Records:
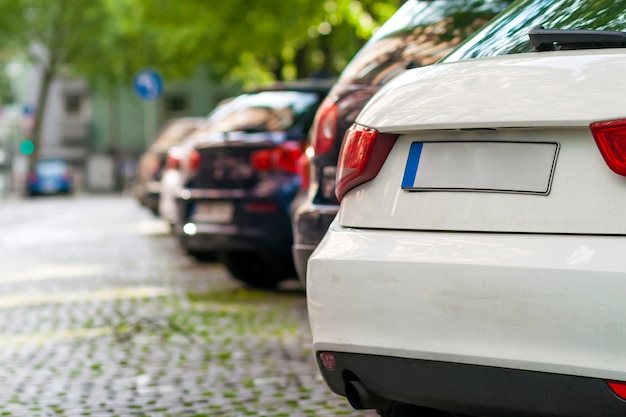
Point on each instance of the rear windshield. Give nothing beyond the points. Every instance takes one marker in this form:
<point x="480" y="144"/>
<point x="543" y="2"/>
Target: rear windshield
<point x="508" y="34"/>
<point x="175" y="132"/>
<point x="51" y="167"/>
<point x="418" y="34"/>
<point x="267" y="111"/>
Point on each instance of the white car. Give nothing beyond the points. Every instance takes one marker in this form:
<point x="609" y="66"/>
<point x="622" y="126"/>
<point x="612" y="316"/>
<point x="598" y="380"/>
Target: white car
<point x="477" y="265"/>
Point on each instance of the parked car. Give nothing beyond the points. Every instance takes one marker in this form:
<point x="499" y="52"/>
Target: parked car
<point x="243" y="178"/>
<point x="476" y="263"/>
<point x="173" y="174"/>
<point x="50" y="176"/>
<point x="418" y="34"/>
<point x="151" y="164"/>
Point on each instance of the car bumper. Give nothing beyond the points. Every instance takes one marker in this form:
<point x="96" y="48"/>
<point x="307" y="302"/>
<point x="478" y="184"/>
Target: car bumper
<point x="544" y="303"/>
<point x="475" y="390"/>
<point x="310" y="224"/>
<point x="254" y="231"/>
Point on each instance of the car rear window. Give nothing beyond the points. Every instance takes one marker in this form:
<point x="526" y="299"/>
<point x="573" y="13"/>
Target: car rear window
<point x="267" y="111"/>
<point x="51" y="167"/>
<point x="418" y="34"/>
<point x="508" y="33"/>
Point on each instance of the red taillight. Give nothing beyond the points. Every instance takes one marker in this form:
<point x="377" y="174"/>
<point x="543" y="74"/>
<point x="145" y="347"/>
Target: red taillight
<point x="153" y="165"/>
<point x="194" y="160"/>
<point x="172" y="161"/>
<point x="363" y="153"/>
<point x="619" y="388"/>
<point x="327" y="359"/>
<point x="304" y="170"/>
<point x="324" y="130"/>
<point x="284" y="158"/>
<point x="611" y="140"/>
--
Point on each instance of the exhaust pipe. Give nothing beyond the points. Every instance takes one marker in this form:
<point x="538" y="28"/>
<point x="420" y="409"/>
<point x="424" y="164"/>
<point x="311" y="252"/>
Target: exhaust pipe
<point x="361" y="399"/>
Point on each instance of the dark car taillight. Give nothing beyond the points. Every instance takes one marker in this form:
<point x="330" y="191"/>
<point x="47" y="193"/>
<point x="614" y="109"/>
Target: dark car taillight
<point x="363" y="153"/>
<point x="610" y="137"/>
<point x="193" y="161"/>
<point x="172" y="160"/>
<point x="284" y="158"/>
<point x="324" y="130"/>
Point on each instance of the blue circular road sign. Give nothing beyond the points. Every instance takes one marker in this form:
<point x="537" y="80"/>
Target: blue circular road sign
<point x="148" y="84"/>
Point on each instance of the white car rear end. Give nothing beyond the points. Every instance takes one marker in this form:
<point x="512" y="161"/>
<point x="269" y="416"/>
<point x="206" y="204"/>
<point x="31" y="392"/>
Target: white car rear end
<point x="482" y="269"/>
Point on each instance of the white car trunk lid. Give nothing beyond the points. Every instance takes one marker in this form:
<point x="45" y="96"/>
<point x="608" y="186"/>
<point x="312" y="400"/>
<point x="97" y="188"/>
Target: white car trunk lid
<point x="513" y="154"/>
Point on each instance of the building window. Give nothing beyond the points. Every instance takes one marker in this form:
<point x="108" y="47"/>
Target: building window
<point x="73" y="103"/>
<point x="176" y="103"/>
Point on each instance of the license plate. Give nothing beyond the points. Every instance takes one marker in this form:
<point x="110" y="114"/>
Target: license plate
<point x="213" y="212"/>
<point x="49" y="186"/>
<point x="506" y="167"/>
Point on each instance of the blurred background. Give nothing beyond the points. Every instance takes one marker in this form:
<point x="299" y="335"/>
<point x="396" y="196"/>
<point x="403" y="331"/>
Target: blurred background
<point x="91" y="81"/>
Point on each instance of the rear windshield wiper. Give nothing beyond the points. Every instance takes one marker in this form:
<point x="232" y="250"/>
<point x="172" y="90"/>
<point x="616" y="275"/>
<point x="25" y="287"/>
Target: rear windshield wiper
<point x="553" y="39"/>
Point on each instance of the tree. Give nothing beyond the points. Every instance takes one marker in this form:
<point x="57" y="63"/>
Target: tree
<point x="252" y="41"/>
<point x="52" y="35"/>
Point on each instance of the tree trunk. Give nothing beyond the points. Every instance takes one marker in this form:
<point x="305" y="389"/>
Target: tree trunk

● **Task to carry out**
Recast part of the data above as a Markdown table with the columns Row and Line, giving each non-blank line its own numbered row. Begin at the line that contains "Point on each instance of the white car rear", and stop after the line that contains "Target: white car rear end".

● **Right answer**
| Row | Line |
|---|---|
| 1 | Point on each instance of the white car rear end. Give nothing beyond the points. Every instance takes one marker in this form: |
| 2 | <point x="512" y="161"/> |
| 3 | <point x="269" y="416"/> |
| 4 | <point x="206" y="204"/> |
| 5 | <point x="31" y="392"/> |
| 6 | Target: white car rear end |